## Input data
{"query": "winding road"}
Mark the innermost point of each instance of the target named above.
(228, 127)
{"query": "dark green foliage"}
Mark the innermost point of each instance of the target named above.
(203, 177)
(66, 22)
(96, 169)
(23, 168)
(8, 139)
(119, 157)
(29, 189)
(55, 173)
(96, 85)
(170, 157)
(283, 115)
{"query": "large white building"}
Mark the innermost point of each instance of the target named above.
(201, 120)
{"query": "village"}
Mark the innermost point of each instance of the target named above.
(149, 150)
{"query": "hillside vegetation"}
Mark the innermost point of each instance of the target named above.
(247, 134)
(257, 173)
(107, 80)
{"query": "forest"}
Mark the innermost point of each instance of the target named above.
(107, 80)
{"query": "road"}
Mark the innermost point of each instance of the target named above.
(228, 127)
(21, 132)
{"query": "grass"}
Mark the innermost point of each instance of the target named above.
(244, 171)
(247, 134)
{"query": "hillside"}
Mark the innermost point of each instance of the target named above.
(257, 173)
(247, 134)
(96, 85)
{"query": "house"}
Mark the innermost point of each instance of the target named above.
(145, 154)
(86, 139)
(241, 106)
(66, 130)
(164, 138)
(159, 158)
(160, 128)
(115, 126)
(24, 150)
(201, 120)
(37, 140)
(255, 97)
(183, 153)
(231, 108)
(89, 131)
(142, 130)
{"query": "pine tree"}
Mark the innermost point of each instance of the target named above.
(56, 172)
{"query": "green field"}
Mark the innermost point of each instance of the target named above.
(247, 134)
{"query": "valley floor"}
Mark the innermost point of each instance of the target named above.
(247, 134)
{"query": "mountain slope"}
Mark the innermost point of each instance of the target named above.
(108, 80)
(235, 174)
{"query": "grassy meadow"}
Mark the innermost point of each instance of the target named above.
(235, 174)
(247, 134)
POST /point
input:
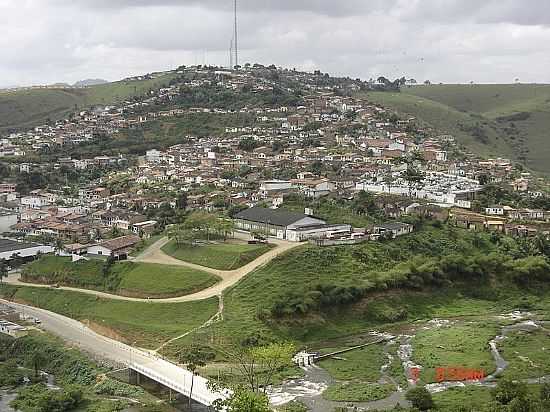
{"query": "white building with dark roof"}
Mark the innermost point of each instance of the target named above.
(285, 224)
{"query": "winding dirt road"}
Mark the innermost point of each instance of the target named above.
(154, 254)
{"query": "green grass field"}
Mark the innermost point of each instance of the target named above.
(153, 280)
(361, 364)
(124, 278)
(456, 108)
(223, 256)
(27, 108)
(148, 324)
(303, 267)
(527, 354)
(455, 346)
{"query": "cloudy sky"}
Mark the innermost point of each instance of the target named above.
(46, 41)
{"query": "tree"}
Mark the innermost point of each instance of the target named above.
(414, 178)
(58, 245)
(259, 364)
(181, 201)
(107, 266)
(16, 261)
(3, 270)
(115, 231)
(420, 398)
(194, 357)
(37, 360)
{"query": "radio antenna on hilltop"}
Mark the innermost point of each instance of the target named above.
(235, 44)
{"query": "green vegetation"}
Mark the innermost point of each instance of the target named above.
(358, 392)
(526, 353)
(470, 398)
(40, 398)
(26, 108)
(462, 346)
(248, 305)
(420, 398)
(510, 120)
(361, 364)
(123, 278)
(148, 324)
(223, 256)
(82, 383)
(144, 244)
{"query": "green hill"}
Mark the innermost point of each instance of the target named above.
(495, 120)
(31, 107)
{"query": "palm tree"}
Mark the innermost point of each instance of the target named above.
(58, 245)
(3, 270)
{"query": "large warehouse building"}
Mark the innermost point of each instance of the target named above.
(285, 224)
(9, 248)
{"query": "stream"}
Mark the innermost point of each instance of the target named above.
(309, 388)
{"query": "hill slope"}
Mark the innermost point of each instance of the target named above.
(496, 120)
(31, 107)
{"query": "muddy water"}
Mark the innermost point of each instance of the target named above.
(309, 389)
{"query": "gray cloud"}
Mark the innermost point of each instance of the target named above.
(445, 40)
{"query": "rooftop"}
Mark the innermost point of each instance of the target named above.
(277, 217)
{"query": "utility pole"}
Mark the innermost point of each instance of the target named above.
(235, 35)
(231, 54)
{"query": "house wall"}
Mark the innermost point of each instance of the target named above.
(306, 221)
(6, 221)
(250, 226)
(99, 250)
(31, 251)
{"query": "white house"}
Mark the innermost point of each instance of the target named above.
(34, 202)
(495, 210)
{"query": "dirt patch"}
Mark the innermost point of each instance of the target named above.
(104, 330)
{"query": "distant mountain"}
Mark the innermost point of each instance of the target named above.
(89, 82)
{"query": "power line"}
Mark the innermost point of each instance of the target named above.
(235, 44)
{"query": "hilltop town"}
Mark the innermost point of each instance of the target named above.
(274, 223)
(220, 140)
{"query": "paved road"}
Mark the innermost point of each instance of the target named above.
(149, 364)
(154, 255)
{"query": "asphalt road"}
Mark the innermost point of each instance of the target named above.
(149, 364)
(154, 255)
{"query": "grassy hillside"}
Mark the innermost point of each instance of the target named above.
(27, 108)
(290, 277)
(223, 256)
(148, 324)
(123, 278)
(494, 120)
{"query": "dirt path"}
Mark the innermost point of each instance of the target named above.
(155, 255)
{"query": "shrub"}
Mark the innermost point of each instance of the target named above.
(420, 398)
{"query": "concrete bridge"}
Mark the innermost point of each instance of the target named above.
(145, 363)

--

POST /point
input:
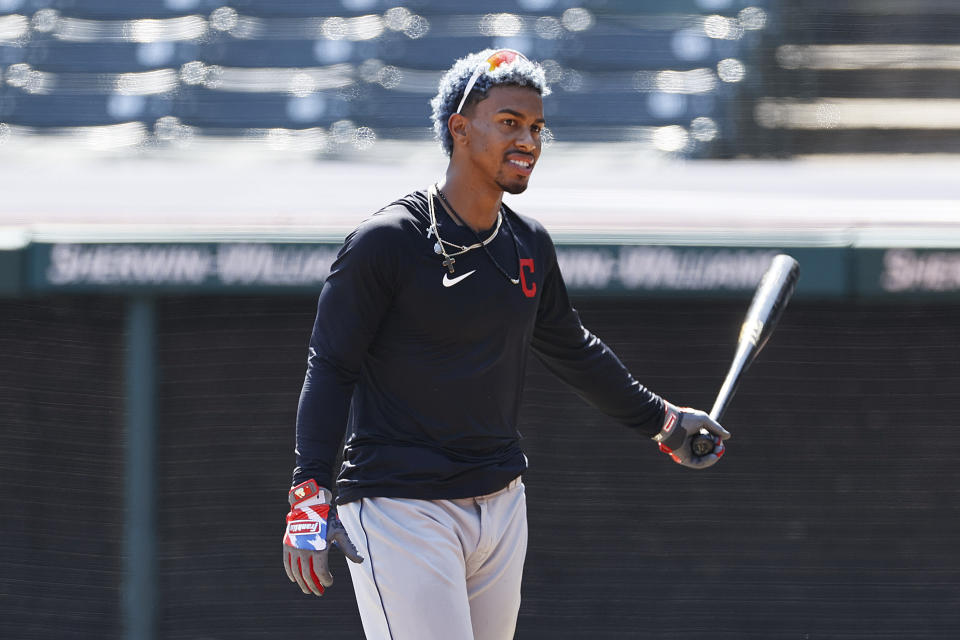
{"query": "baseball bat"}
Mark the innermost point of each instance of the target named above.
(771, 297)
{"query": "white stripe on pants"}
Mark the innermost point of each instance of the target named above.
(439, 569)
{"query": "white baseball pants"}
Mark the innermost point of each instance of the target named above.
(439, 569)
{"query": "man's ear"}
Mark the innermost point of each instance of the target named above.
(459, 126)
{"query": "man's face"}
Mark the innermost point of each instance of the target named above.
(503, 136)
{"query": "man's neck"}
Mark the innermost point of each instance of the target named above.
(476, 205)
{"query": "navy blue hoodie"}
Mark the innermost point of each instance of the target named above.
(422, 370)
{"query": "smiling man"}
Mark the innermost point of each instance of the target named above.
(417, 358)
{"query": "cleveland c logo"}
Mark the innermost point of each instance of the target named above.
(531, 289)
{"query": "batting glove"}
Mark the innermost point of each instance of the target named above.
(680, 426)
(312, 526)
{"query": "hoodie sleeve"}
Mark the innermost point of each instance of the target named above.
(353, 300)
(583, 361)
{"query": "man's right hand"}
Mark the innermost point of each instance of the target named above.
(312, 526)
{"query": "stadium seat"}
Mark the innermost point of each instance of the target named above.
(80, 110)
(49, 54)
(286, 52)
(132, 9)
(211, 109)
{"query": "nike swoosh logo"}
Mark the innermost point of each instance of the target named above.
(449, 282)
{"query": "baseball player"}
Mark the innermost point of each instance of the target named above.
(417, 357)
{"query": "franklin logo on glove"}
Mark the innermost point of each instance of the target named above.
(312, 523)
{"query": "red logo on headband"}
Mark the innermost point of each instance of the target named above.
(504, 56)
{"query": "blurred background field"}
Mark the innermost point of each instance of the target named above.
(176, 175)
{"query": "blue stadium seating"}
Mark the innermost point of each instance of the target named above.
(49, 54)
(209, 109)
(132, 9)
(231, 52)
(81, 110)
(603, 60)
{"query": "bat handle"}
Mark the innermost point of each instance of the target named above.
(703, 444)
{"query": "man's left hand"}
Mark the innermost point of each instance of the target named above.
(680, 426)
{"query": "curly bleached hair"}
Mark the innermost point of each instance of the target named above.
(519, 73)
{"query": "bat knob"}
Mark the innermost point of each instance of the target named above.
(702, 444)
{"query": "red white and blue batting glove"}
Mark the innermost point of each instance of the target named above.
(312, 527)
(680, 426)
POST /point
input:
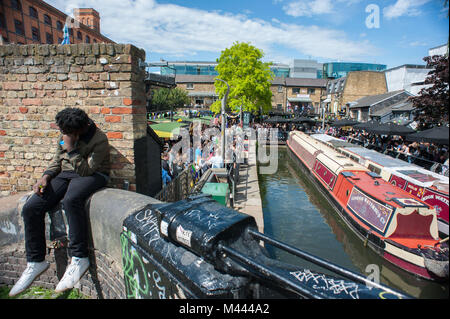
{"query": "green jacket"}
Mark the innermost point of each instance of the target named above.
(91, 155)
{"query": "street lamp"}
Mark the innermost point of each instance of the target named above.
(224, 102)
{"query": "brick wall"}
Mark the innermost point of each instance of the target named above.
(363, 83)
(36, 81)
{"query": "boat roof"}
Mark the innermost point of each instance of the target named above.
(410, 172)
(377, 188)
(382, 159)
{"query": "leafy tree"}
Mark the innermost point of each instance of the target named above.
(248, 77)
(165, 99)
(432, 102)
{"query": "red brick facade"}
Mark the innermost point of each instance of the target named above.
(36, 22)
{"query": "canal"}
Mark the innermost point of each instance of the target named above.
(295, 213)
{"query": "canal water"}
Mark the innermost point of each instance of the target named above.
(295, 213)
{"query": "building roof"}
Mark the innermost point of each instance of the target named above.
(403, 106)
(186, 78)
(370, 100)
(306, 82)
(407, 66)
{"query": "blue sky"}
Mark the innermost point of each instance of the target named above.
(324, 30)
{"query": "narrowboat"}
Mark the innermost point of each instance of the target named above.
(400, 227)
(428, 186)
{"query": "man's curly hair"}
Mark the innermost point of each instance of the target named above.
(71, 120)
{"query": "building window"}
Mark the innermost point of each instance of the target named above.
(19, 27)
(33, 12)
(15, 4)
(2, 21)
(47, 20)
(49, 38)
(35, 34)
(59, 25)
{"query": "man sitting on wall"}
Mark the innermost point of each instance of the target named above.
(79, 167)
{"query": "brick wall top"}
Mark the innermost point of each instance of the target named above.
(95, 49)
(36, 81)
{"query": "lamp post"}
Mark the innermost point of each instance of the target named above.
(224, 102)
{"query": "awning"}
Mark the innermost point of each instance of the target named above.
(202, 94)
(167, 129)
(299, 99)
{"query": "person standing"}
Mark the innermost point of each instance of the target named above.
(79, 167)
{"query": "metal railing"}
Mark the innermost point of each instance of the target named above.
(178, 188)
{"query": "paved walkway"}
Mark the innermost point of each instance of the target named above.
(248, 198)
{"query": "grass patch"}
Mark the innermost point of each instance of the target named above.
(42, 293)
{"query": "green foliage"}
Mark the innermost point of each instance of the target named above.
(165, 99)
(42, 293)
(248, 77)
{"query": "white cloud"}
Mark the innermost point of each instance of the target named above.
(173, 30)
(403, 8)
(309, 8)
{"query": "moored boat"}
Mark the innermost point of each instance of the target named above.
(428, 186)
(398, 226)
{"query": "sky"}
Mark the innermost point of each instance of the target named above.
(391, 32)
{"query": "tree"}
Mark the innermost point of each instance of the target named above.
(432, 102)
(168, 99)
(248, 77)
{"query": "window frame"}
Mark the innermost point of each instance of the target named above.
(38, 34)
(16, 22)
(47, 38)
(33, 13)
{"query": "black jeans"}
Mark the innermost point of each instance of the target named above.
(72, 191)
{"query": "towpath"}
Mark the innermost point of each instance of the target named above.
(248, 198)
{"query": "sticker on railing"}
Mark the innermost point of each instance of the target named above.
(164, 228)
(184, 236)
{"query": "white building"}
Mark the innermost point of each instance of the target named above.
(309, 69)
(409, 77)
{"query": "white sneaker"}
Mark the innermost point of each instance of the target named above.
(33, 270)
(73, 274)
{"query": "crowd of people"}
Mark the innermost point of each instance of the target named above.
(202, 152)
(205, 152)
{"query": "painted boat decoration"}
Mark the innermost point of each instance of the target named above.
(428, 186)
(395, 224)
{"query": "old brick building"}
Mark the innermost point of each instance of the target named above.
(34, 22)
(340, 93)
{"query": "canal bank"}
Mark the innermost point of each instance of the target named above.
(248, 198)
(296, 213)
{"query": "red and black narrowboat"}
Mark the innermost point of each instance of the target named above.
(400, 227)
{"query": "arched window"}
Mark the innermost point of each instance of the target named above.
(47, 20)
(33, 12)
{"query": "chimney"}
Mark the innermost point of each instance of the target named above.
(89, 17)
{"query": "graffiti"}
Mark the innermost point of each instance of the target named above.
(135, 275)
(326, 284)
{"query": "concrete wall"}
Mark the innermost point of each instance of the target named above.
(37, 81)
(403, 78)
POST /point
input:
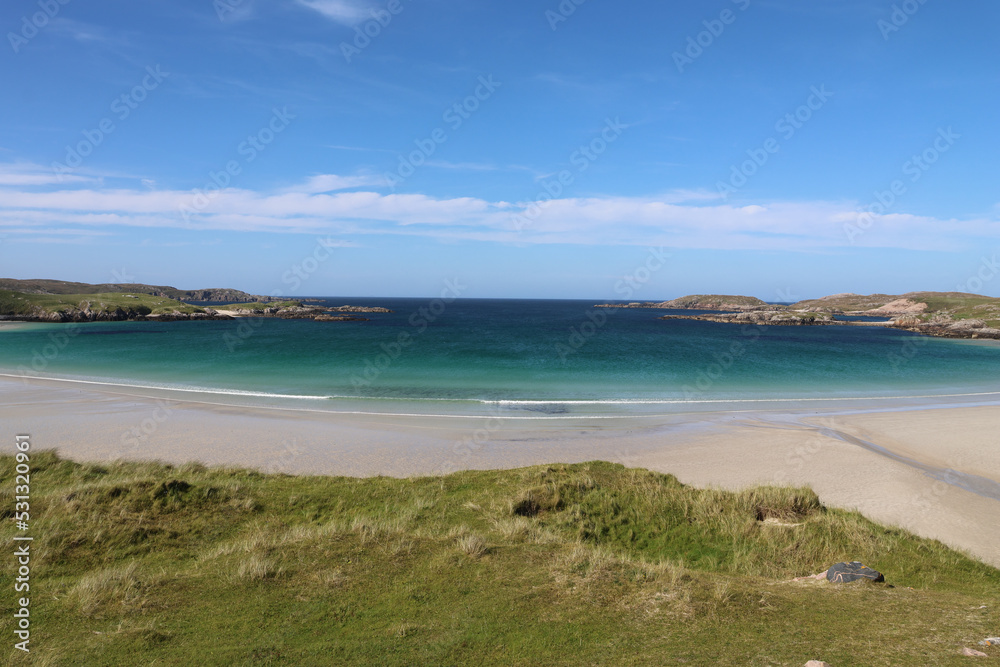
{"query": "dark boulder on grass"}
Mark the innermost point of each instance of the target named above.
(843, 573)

## Exercise prompt
Each line in the listing above either holds the string "mountain" or does not; state how many do, giving the number only.

## Answer space
2